- _Exercise description_: Please filter the entries below and copy out every line that contains the word "lamp".
○ ○ ○ ○ ○ ○ ○
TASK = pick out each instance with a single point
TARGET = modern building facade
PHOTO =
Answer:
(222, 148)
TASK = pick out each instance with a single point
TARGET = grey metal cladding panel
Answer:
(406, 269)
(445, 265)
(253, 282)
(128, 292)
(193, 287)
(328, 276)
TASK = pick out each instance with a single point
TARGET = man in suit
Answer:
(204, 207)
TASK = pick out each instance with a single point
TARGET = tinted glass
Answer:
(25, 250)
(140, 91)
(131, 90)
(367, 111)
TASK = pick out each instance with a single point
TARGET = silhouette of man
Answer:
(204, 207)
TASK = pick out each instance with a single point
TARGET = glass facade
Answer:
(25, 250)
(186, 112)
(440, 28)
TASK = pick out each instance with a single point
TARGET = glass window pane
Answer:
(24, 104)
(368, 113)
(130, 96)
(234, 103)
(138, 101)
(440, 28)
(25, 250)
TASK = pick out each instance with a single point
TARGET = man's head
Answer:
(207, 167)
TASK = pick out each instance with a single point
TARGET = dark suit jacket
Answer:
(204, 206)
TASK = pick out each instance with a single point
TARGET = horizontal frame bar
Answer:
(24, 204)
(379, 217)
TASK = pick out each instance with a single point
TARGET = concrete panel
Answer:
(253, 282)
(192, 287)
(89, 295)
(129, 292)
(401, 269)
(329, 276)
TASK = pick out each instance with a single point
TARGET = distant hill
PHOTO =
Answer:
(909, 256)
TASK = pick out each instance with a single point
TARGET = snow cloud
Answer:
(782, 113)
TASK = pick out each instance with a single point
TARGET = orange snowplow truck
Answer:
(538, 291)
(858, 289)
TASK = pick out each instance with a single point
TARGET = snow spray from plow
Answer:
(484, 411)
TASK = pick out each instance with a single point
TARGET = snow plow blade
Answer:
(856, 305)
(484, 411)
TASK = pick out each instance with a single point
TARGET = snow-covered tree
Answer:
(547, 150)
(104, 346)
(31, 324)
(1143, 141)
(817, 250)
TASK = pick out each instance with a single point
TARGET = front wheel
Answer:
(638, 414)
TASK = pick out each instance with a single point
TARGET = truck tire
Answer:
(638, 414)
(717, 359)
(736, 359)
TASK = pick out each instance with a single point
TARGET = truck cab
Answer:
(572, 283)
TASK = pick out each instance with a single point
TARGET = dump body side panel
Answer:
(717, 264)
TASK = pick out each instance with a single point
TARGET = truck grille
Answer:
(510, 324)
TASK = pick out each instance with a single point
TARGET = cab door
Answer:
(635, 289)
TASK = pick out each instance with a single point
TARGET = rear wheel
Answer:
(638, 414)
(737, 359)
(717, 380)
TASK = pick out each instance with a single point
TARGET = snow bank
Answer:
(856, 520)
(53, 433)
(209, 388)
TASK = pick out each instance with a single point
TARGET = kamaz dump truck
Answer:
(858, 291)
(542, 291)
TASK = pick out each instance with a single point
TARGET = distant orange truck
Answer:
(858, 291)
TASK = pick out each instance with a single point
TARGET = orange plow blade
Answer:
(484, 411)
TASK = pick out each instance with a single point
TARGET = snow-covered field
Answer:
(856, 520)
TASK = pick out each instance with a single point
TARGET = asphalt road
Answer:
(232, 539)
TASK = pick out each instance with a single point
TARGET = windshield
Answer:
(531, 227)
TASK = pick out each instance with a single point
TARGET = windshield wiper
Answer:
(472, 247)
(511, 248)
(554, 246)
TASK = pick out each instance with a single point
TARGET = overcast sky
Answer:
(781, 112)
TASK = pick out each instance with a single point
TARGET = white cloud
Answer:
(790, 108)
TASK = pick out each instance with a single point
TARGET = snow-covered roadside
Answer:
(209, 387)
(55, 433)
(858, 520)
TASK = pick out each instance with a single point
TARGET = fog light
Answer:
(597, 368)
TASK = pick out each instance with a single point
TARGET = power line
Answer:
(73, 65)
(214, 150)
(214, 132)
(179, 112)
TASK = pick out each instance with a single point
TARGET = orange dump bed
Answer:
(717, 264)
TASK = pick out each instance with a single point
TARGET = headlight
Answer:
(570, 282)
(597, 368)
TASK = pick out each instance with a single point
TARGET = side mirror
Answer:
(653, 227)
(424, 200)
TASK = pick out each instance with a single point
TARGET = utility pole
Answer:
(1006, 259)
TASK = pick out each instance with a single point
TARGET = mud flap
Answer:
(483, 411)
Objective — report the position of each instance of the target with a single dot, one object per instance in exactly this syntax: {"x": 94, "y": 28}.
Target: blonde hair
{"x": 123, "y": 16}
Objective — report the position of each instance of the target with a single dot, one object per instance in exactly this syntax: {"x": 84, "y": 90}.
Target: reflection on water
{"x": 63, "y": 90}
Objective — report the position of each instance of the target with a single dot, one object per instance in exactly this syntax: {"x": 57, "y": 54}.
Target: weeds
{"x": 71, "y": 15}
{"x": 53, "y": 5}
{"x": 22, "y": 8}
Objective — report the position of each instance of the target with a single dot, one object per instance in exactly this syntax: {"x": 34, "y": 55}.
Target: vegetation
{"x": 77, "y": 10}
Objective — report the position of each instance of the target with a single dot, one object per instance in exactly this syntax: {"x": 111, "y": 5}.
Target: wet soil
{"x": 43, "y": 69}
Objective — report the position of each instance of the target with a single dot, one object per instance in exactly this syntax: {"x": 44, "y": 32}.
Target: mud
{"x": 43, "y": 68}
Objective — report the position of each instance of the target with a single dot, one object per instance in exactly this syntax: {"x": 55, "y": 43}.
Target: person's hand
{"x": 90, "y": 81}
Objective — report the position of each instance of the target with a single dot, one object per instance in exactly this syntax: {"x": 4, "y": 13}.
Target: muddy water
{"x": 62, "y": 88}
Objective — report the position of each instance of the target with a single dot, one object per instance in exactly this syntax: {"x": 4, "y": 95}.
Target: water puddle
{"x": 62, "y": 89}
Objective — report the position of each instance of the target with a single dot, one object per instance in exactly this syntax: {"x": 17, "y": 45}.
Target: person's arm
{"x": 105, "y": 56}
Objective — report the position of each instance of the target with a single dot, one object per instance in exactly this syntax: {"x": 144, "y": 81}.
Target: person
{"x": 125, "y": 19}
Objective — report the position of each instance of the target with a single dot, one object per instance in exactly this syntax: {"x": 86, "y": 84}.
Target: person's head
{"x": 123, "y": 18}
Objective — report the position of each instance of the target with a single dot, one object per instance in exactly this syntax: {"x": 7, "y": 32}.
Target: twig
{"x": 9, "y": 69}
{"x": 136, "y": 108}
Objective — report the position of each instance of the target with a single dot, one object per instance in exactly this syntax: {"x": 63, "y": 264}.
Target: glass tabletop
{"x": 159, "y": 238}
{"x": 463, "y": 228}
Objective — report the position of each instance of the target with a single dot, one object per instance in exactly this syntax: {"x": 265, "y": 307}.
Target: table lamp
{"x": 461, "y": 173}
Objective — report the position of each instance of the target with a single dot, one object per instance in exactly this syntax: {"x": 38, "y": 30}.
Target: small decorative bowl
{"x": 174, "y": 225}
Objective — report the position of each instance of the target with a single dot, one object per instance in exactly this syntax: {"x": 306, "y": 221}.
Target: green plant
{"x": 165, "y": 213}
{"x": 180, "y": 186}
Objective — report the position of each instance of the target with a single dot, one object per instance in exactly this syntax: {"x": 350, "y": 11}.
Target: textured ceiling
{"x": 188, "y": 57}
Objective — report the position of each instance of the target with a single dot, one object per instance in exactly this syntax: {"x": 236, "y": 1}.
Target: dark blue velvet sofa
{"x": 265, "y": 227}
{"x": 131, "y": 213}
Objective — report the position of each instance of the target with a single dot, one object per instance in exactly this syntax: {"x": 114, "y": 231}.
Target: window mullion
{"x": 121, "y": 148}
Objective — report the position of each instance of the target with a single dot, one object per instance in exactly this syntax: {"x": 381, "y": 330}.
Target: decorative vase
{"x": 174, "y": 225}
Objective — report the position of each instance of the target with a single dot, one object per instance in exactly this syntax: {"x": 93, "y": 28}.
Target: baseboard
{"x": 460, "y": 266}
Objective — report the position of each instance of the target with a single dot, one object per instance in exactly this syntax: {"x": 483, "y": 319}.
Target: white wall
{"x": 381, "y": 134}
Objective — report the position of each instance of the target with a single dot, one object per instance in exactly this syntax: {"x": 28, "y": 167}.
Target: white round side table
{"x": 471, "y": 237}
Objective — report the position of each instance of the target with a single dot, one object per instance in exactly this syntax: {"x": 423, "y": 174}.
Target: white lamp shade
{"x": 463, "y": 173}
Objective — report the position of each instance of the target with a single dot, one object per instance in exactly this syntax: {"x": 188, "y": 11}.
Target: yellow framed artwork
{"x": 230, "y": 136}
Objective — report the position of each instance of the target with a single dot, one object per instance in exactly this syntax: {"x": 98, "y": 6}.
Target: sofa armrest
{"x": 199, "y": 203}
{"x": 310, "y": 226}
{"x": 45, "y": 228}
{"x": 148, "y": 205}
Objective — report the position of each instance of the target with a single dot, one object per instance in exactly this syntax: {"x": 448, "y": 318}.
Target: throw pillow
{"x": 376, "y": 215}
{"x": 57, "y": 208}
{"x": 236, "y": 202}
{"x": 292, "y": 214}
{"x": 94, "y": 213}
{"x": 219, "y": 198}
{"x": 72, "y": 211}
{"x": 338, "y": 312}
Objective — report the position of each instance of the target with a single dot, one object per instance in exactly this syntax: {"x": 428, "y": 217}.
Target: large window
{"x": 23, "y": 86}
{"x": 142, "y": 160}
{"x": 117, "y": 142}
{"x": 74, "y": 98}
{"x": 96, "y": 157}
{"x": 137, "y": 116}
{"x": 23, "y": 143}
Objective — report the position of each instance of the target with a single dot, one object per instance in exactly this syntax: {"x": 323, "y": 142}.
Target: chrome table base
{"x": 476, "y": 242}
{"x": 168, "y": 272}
○ ○ ○ ○ ○ ○ ○
- _Solution for this exercise_:
Target: table lamp
Target: white lamp shade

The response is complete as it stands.